■ **Pointing dataset excerpts**

================

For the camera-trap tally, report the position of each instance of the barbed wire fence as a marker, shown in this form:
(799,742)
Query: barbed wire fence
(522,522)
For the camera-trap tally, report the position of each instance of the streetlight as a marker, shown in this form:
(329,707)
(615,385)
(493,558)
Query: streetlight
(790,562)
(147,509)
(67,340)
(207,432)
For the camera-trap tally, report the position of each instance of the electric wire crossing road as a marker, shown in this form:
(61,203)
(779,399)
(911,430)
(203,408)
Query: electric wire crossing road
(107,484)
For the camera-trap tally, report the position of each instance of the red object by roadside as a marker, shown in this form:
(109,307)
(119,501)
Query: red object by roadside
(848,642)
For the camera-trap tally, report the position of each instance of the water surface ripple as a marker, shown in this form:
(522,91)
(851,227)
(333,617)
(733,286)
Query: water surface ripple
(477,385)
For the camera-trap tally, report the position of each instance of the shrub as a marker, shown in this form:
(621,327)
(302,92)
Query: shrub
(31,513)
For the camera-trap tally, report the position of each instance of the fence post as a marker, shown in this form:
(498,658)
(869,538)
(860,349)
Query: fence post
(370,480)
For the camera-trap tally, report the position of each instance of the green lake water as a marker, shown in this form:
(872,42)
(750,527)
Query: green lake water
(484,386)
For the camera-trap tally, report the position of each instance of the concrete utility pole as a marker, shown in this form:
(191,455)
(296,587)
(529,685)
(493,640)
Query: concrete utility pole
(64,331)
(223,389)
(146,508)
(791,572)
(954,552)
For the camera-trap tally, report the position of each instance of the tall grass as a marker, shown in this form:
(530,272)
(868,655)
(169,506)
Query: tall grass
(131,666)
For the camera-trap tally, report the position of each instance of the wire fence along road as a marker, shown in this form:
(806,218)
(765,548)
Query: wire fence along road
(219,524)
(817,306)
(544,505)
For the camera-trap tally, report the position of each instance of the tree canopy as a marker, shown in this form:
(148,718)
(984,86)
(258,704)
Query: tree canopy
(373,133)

================

■ **WHAT TO WORK ON**
Write out all the rows above again, substituting "wildlife survey count" for every "camera-trap tally" and leaving everything else unchanged.

■ **TASK RESPONSE**
For the wildlife survey count, report the position of each instance of the barbed wire fence as a marker, shown in this form:
(799,742)
Query: barbed wire fence
(522,522)
For the wildlife survey count, report the position of each instance of the streetlight as a marker, shown in this form:
(329,707)
(615,385)
(493,558)
Query: streetlight
(790,562)
(147,509)
(67,340)
(207,432)
For the wildlife survey count, report the position of each instance of the electric wire crossing road as a marker, shown in this form:
(61,203)
(779,399)
(911,430)
(203,408)
Query: electric wire crossing road
(107,484)
For the wildlife survey count, report the position of each instance of the red object by roadside as a marker, shown in this form:
(109,307)
(119,501)
Query: red object by roadside
(848,642)
For the wildlife survey count, report the position of each instance of the water surface ripple as a marker, shown in this form:
(522,91)
(851,227)
(333,617)
(733,286)
Query: water surface ripple
(477,385)
For the wildlife survey count, report the position of each instance of the shrub as a marker, shown in this form:
(621,327)
(302,92)
Query: shrub
(31,513)
For the wildlife survey count, report the position of each instance of the fence post as a marker, shown in this form:
(498,658)
(869,538)
(860,349)
Query: fence post
(370,480)
For the wildlife survey count, report the position of each instance of the green lake water as a marker, shown in this form:
(872,42)
(750,527)
Query: green lake water
(484,386)
For the wildlife survey count, report the position of each instance of the concrete utility pole as a marker, shown in this form:
(191,455)
(296,587)
(529,685)
(493,640)
Query: concrete utility pole
(64,331)
(223,389)
(146,508)
(791,572)
(954,552)
For the wildlife survey count, report the position of each instance of the tall grass as a marker, shown in this form:
(530,272)
(868,655)
(169,506)
Query: tall grass
(131,666)
For the wildlife survey count, report the position of each instance of the wire fence along road as a marker, shown in this form:
(806,218)
(765,548)
Query: wire fence along road
(219,524)
(817,306)
(544,505)
For the wildlife survey count, report the position of each instance of the tree canopy as a marker, shown in this form:
(148,718)
(984,86)
(258,704)
Query: tree canopy
(373,133)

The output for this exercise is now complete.